> **Selected text**:
Start of Block

There's a lot of different options here, with a lot of tradeoffs. For example, EBT wants long-lasting connections. Here are a few components off the top of my head that a well-engineered solution should probably satisfy:
- keep a (small-ish) pool of active connections
- keep a larger pool of addresses for which the peer is probably still online/reachable, but without an active connection
- keep a large, persistent db of all/most/many previous gossip connections, together with some statistics (estimated uptime, pub?, followed?, following?, overlap in feed subscriptions, common networking layers (ip, filesystem, cjdns etc.))
- when introducing a new active connection, move one of the previously active connections to the passive address pool
- introduce new active connection via:
- peers that connect to you
- might have a heuristic for rejecting them
- a connection is dropped
- with few current connections, try a connection attempt that has a high probability of succeeding, use your db for that
- the occasional random connection attempt to a peer from the passive pool or the db
- this one is really important to fight network partitions and local optima
- peers that connect to you
- when evicting connections from the active pool, use a heuristic that might include the following factors:
- try to keep a certain number of highly-trusted peers in the connection pool
- once that threshold has been reached, be more adventurous with new connections
- how many feeds do you and the peer share an interest in?
- how recently did these feeds update?
- do you usually send data to them, or the other way around? (it's fine for a single connection to be asymmetric, but the active pool as a whole should be balanced
- are they an eager-push-peer or a lazy-push-peer (i.e. is this connection part of EBT's spanning tree)?
- how long has this connection already been active?
- when long since the last data transfer over this connection?
- am I configured to always keep this connection (example: my pub or my mirror)
- are we on the same lan?
- if I drop this connection, are there any feeds that I am interested in but that are not covered by other connections?
What I'm trying to say: There's no "right" way of doing it, and you can get as sophisticated as you'd like. The only really important thing: Whatever you do, add some randomization to escape from local optima.
Also, while I'm at it: In my opinion, the protocol should have a mode where there is a connection maintained between two peers, but it is not actively used for replication. It's just available as a backup, since connection establishment is fairly expensive (tcp handshake + shs handshake, also hopefully NAT traversal in the future). Keeping a connection alive is comparatively cheap. Instead of closing an active connection that gets replaced, you could just place it in a passive view of "standby" connections. In addition to this, these passive connections could still be used to exchange some metadata for optimizing gossip.

End of Block

> **Information given**:
Start of Block

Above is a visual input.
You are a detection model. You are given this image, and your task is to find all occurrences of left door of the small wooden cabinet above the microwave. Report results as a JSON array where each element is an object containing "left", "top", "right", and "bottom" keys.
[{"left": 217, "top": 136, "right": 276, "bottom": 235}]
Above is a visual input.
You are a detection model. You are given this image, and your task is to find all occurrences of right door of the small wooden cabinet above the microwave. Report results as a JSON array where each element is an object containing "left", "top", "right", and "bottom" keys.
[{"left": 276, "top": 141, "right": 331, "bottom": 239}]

End of Block
Start of Block

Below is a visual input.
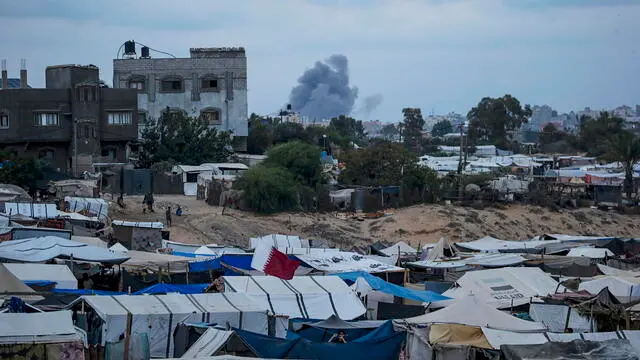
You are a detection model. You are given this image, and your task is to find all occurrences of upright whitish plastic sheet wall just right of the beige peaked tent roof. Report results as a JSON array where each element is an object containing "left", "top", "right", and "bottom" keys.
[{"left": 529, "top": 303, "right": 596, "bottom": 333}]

End of Block
Start of Block

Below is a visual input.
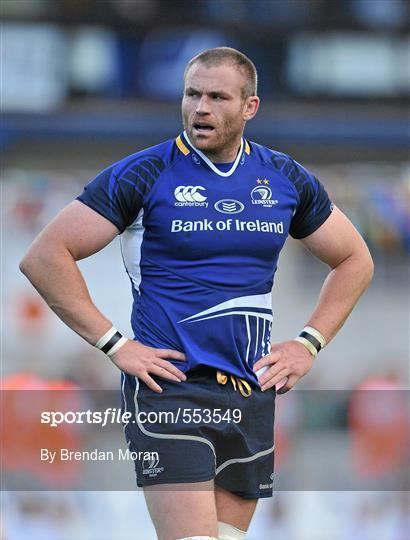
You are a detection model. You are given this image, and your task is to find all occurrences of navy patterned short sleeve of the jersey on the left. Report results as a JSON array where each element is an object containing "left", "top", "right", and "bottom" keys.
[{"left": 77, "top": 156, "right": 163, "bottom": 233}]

End of Block

> **To do**:
**a.** Answer these about the post on gossip connections, one line each:
(i) What kind of connections does EBT want?
(ii) What does the post say to add, whatever you do, to escape from local optima?
(iii) Which two handshakes does the post name as making connection establishment expensive?
**b.** Please transcribe the stretch from "- do you usually" through "over this connection?" in the post on gossip connections.

> **Answers in order**:
**a.**
(i) Long-lasting connections.
(ii) Some randomization.
(iii) The tcp handshake and the shs handshake.

**b.**
- do you usually send data to them, or the other way around? (it's fine for a single connection to be asymmetric, but the active pool as a whole should be balanced
- are they an eager-push-peer or a lazy-push-peer (i.e. is this connection part of EBT's spanning tree)?
- how long has this connection already been active?
- when long since the last data transfer over this connection?